===== Estratto del documento =====

La domanda, scomodissima ma che circola nel mondo scientifico già da anni, è diventata dibattito alla luce del sole, su scala internazionale. Ha rilanciato gli interrogativi il saggio pubblicato online sul New England Journal of Medicine firmato da due dei sette membri dello Swiss medical board, gruppo scientifico indipendente che nel 2013 ha ricevuto da importanti istituzioni elvetiche l’incarico di rivedere le evidenze sul tema, di valutare insomma «se sia ovvio il fatto che i benefici della mammografia superino un eventuale prezzo da pagare». Secondo Biller- Adorno, eticista medico dell’Università di Zurigo e l’epidemiologo dell’Ateneo di Berna, Peter Juni, «non è del tutto ovvio» e con loro si schiera Lydia Pace (Brigham and Women’s Hospital di Boston) che propone non tanto il congelamento dello screening, quanto un programma per cui «le donne sopra i 40 anni debbano discutere il rischio mammario, con i pro e contro del percorso classico in uso, ognuna con il proprio medico». Sparano a zero invece sul gruppo di scienziati svizzeri che hanno valutato costi e benefici in termini di biopsie non necessarie ed esposizione delle donne monitorate a conseguenze connesse (a loro parere) alle tecnologie di indagine, i radiologi di Harvard sia quelli dell’American college of radiology. Ma anche i membri della Society of breast imaging che evocano «conseguenze ipotizzabili negli anni se il governo svizzero abolisse lo screening mammografico generalizzato». 

Coraggioso e realistico il parere di uno dei maggiori scienziati italiani attivi nel settore, il professor Paolo Veronesi, chirurgo presso l’Università degli Studi di Milano, direttore dell’unità di Chirurgia senologica integrata dell’Istituto europeo di oncologia e presidente della Fondazione Umberto Veronesi, incentrata sulla formazione, la divulgazione e la ricerca scientifica. Lo specialista ha risposto alle nostre domande alla serata di gala, charity dinner, promossa dalla delegazione di Bologna della Fondazione a Palazzo Albergati.

=====

#### Consegna A:
Secondo il brano sullo screening mammografico, in quale anno lo Swiss medical board ha ricevuto l'incarico di rivedere le evidenze sul tema?
#### Consegna B:
Copia dal brano sullo screening mammografico il passo che va da "Coraggioso e realistico" fino a "a Palazzo Albergati." compreso.

===== Dati forniti =====

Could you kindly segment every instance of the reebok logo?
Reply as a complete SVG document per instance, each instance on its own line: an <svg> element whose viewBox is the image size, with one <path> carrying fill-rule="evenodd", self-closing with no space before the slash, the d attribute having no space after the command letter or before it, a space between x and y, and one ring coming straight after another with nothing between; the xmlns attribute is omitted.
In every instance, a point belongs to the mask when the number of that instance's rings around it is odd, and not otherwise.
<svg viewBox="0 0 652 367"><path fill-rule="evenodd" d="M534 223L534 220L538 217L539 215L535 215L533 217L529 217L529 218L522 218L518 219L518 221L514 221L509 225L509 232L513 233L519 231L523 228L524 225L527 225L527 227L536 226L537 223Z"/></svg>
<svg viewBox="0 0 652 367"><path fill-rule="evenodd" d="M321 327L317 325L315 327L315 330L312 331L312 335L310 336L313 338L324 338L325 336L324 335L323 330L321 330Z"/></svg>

=====
===== Dati forniti =====

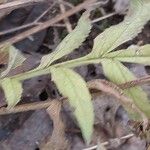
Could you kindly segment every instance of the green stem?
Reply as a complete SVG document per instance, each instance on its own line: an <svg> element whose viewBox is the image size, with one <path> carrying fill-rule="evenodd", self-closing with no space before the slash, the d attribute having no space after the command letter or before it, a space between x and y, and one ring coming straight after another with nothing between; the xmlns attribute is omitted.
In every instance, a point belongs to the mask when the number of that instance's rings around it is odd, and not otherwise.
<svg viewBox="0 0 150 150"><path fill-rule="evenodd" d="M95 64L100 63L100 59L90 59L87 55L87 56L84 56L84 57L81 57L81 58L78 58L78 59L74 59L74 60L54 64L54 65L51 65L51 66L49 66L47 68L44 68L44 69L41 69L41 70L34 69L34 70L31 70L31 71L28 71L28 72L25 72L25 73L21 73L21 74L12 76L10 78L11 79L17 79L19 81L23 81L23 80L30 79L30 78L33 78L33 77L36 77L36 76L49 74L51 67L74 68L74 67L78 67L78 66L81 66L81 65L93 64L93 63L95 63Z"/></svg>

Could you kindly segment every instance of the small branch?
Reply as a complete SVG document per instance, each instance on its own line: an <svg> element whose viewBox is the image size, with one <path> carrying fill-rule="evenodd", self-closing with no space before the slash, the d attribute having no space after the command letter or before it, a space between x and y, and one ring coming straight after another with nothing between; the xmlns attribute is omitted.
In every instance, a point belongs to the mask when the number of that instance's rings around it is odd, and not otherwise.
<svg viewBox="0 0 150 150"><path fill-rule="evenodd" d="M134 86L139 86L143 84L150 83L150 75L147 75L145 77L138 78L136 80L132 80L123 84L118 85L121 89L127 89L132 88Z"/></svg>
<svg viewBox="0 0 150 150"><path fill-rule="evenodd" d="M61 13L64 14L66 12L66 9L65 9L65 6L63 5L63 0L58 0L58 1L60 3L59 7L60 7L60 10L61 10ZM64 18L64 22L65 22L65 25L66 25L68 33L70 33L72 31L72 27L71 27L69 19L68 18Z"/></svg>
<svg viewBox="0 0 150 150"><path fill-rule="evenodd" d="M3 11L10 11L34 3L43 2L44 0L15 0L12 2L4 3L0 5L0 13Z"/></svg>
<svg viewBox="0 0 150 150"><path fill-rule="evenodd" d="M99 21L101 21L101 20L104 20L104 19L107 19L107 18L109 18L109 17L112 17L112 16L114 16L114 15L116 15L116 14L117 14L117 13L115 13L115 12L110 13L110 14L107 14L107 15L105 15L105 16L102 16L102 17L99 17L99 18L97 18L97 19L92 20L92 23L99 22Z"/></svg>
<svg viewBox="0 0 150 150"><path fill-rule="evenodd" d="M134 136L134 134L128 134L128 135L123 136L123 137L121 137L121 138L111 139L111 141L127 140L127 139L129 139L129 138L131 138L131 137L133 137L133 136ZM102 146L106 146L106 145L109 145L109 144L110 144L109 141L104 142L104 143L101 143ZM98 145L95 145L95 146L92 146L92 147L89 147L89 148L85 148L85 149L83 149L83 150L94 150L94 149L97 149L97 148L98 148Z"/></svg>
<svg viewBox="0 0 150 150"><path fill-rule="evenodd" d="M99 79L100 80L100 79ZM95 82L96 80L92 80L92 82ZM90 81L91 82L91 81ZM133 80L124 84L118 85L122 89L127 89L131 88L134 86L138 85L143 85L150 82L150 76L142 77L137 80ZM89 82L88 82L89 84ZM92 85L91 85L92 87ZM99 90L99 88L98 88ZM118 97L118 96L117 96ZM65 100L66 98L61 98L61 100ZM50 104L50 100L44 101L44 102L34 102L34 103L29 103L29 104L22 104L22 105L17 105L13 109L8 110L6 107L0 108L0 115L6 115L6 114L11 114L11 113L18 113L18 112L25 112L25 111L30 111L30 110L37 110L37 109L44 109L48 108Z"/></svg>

=====

#### Spazio risposta A:
Nel 2013.

#### Spazio risposta B:
Coraggioso e realistico il parere di uno dei maggiori scienziati italiani attivi nel settore, il professor Paolo Veronesi, chirurgo presso l’Università degli Studi di Milano, direttore dell’unità di Chirurgia senologica integrata dell’Istituto europeo di oncologia e presidente della Fondazione Umberto Veronesi, incentrata sulla formazione, la divulgazione e la ricerca scientifica. Lo specialista ha risposto alle nostre domande alla serata di gala, charity dinner, promossa dalla delegazione di Bologna della Fondazione a Palazzo Albergati.